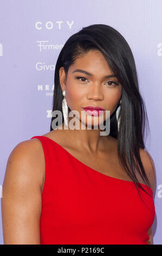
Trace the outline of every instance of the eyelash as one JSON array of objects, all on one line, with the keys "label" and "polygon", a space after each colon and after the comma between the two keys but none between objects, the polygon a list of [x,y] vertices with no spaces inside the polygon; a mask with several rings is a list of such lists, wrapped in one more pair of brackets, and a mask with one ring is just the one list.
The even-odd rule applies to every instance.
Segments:
[{"label": "eyelash", "polygon": [[[85,79],[87,79],[87,78],[86,78],[86,77],[84,77],[83,76],[76,76],[76,78],[77,80],[79,80],[80,78],[85,78]],[[83,81],[81,81],[81,82],[83,82]],[[106,82],[108,83],[108,82],[112,82],[114,83],[114,84],[115,84],[116,86],[118,86],[118,85],[119,85],[118,83],[115,83],[115,82],[112,81],[108,81],[108,82]]]}]

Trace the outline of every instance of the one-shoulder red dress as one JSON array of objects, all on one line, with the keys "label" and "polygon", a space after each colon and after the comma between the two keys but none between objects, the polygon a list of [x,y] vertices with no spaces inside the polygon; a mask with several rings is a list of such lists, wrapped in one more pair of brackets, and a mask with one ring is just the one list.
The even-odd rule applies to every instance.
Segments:
[{"label": "one-shoulder red dress", "polygon": [[46,175],[40,218],[41,244],[147,245],[155,216],[153,191],[102,174],[53,140],[39,139]]}]

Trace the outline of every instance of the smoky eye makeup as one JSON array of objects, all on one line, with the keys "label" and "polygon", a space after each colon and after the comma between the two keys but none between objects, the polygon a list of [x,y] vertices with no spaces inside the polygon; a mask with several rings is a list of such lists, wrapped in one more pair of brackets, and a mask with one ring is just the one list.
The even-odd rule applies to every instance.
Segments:
[{"label": "smoky eye makeup", "polygon": [[[80,82],[86,82],[86,80],[87,80],[87,78],[86,78],[84,76],[76,76],[75,79],[76,79],[77,80],[80,81]],[[82,80],[82,79],[83,81]],[[109,84],[109,83],[112,83],[112,84],[114,84],[114,86],[119,86],[119,83],[118,83],[116,82],[115,82],[113,80],[108,81],[106,82],[105,83],[107,83],[107,84],[109,85],[109,86],[112,86],[112,85]]]}]

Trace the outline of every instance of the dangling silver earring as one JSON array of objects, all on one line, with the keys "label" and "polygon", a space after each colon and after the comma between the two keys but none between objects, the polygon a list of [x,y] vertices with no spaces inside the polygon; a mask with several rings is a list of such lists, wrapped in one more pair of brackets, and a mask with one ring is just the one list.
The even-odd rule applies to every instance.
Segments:
[{"label": "dangling silver earring", "polygon": [[68,121],[68,106],[67,101],[65,98],[65,95],[66,95],[65,90],[62,92],[62,95],[64,96],[64,98],[62,102],[62,113],[63,113],[64,123],[67,126]]},{"label": "dangling silver earring", "polygon": [[120,100],[120,106],[117,108],[117,110],[116,110],[116,120],[117,120],[117,122],[118,122],[118,132],[119,132],[119,131],[120,123],[120,118],[119,118],[119,112],[120,112],[120,108],[121,108],[121,106],[120,106],[121,103],[121,100]]}]

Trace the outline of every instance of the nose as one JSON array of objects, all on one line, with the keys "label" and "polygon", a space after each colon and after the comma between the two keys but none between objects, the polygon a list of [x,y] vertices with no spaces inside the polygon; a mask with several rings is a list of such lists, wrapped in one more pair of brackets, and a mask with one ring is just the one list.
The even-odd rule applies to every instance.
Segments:
[{"label": "nose", "polygon": [[100,85],[99,83],[92,84],[87,93],[87,97],[88,100],[102,100],[103,94],[101,91]]}]

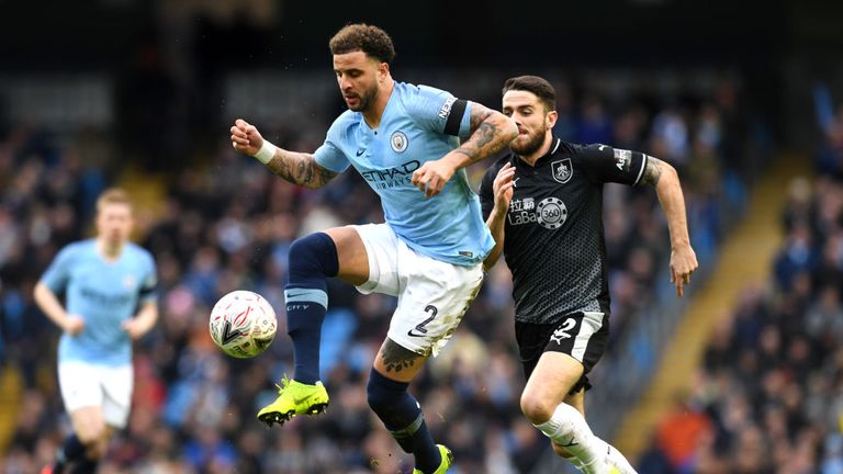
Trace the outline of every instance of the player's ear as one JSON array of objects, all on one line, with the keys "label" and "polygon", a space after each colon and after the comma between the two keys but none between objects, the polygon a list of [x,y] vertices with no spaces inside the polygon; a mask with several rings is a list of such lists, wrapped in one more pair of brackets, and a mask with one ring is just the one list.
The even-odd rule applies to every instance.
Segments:
[{"label": "player's ear", "polygon": [[553,125],[557,124],[557,120],[559,120],[559,113],[557,111],[550,111],[547,114],[544,114],[544,126],[548,129],[553,128]]},{"label": "player's ear", "polygon": [[390,64],[389,63],[379,63],[378,64],[378,80],[386,80],[387,77],[390,77]]}]

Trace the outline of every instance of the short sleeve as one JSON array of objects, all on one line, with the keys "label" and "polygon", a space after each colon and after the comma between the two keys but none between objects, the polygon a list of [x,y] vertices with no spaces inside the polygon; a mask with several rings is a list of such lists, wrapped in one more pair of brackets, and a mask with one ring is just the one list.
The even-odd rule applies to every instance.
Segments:
[{"label": "short sleeve", "polygon": [[53,293],[61,293],[67,287],[70,270],[74,267],[75,248],[75,246],[63,248],[44,274],[41,275],[41,282],[47,285]]},{"label": "short sleeve", "polygon": [[411,86],[404,106],[425,129],[459,137],[471,134],[471,103],[450,92],[428,86]]},{"label": "short sleeve", "polygon": [[330,128],[328,128],[325,143],[314,153],[318,166],[338,173],[345,171],[348,169],[349,165],[351,165],[348,157],[340,148],[344,116],[345,115],[340,115],[334,121]]},{"label": "short sleeve", "polygon": [[648,156],[640,151],[594,144],[582,148],[582,165],[597,182],[638,184],[644,173]]},{"label": "short sleeve", "polygon": [[148,252],[145,253],[144,261],[146,270],[138,290],[138,300],[147,303],[158,300],[158,269],[155,266],[155,259]]}]

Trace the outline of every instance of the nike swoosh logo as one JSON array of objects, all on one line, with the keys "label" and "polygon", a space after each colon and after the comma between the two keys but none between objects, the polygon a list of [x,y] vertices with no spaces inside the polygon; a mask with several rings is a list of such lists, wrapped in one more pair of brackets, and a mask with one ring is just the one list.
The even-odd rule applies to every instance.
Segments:
[{"label": "nike swoosh logo", "polygon": [[293,396],[293,402],[297,405],[297,404],[300,404],[302,402],[305,402],[305,400],[307,400],[308,398],[312,398],[312,397],[313,397],[313,395],[303,396],[301,398],[296,398],[295,396]]},{"label": "nike swoosh logo", "polygon": [[288,296],[288,297],[296,297],[296,296],[302,296],[302,295],[306,295],[306,294],[307,294],[307,293],[295,293],[295,294],[293,294],[293,293],[290,293],[290,294],[288,294],[286,296]]}]

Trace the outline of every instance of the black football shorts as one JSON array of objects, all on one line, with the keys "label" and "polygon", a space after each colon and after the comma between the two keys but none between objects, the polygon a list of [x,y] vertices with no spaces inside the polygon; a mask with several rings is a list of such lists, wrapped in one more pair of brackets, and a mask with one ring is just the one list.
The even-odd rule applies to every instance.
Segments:
[{"label": "black football shorts", "polygon": [[609,315],[584,312],[562,316],[551,324],[515,323],[515,339],[527,379],[544,352],[563,352],[583,363],[585,371],[571,390],[575,394],[588,390],[586,376],[606,352],[609,340]]}]

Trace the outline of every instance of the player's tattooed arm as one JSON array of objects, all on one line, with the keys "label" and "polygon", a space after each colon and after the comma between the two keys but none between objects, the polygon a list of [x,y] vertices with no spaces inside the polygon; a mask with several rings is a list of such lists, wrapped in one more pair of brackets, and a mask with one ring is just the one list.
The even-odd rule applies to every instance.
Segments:
[{"label": "player's tattooed arm", "polygon": [[647,168],[641,181],[655,188],[659,202],[667,218],[671,234],[671,282],[676,285],[676,294],[683,295],[683,287],[690,283],[690,275],[698,267],[697,256],[690,247],[688,222],[685,212],[685,198],[676,169],[671,165],[648,157]]},{"label": "player's tattooed arm", "polygon": [[659,180],[662,178],[662,169],[665,166],[664,161],[651,156],[647,157],[647,167],[644,168],[644,176],[641,177],[642,184],[657,185]]},{"label": "player's tattooed arm", "polygon": [[496,154],[518,136],[518,127],[512,120],[476,102],[471,103],[470,129],[469,139],[451,151],[462,156],[458,168]]},{"label": "player's tattooed arm", "polygon": [[282,148],[276,150],[276,156],[267,167],[293,184],[312,189],[324,187],[337,176],[337,172],[319,166],[313,154],[288,151]]}]

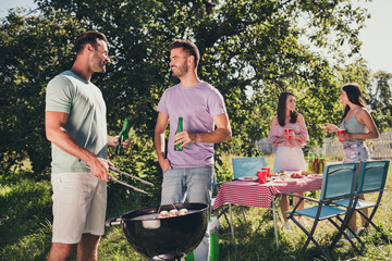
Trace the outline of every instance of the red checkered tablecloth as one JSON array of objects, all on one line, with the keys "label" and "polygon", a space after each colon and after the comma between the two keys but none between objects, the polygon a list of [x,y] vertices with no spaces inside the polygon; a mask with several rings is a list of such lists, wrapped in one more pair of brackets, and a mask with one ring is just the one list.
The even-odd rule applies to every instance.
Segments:
[{"label": "red checkered tablecloth", "polygon": [[298,178],[290,183],[266,183],[234,181],[221,184],[213,209],[233,203],[257,208],[270,208],[273,195],[305,192],[321,188],[322,178]]}]

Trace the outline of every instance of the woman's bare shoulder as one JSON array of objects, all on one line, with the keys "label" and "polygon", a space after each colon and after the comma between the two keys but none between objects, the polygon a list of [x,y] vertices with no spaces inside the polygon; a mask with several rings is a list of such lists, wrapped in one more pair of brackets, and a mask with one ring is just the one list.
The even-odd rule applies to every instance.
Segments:
[{"label": "woman's bare shoulder", "polygon": [[279,125],[278,117],[273,117],[271,122],[271,127]]},{"label": "woman's bare shoulder", "polygon": [[305,119],[304,119],[303,114],[298,113],[297,123],[304,123],[304,122],[305,122]]}]

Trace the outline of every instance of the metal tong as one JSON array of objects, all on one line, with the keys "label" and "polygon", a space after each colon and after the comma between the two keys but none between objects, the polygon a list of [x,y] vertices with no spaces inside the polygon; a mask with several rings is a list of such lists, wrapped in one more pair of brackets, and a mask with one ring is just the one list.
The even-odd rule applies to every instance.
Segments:
[{"label": "metal tong", "polygon": [[[86,169],[88,169],[88,170],[90,169],[90,166],[89,166],[88,164],[82,162],[81,160],[79,160],[79,163],[81,163],[82,165],[84,165]],[[137,176],[131,175],[131,174],[128,174],[128,173],[126,173],[126,172],[120,171],[120,170],[117,169],[115,166],[109,165],[109,170],[110,170],[110,171],[113,171],[113,172],[117,172],[117,173],[120,173],[120,174],[123,174],[123,175],[125,175],[125,176],[135,178],[135,179],[139,181],[139,182],[143,183],[143,184],[146,184],[146,185],[149,185],[149,186],[154,187],[154,184],[152,184],[152,183],[149,183],[149,182],[147,182],[147,181],[145,181],[145,179],[142,179],[142,178],[137,177]],[[140,189],[140,188],[137,188],[137,187],[134,187],[134,186],[132,186],[132,185],[130,185],[130,184],[127,184],[127,183],[121,182],[121,181],[117,179],[117,178],[115,178],[114,176],[112,176],[112,175],[108,175],[108,177],[109,177],[110,181],[117,182],[117,183],[119,183],[119,184],[121,184],[121,185],[124,185],[124,186],[126,186],[126,187],[128,187],[128,188],[132,188],[132,189],[135,190],[135,191],[143,192],[143,194],[148,195],[148,192],[146,192],[145,190],[143,190],[143,189]]]}]

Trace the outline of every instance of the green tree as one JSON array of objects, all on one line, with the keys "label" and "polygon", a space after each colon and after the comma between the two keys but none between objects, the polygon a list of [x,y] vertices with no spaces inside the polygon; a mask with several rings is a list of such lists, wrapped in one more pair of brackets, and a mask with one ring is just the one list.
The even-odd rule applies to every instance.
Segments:
[{"label": "green tree", "polygon": [[373,111],[375,122],[379,130],[392,125],[392,73],[379,71],[372,75],[369,96],[366,102]]}]

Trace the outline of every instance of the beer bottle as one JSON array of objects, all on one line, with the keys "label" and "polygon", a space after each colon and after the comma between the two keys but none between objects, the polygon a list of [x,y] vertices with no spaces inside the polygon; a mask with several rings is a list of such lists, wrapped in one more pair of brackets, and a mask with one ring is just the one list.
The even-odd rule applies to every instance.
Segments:
[{"label": "beer bottle", "polygon": [[[175,134],[181,133],[182,132],[182,116],[179,117],[179,125],[177,125],[177,130],[175,132]],[[174,140],[175,141],[175,140]],[[182,142],[174,145],[174,150],[175,151],[182,151],[183,148],[181,148],[180,146],[182,145]]]},{"label": "beer bottle", "polygon": [[130,120],[125,117],[123,128],[119,134],[119,142],[115,147],[115,154],[123,156],[125,153],[125,149],[122,147],[123,142],[128,139],[128,132],[130,132]]},{"label": "beer bottle", "polygon": [[327,164],[327,160],[322,157],[322,154],[320,154],[320,174],[323,174],[323,167]]},{"label": "beer bottle", "polygon": [[314,172],[316,173],[316,174],[319,174],[319,169],[318,169],[318,166],[319,166],[319,164],[318,164],[318,153],[315,153],[315,159],[314,159]]},{"label": "beer bottle", "polygon": [[308,156],[308,171],[314,171],[314,167],[313,167],[313,153],[309,152],[309,156]]}]

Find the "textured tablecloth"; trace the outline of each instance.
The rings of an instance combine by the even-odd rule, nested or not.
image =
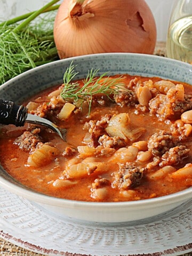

---

» AIM OF THE TASK:
Copy the items from the line containing "of each instance." through the end of the items, substituting "loops" for "rings" and changing nothing else. Leave the pictures out.

» ANSWER FOR THIS EXERCISE:
Find the "textured tablecloth"; trace the outline of each instance.
The loops of an instance combine by the even-odd rule, nested or not.
image =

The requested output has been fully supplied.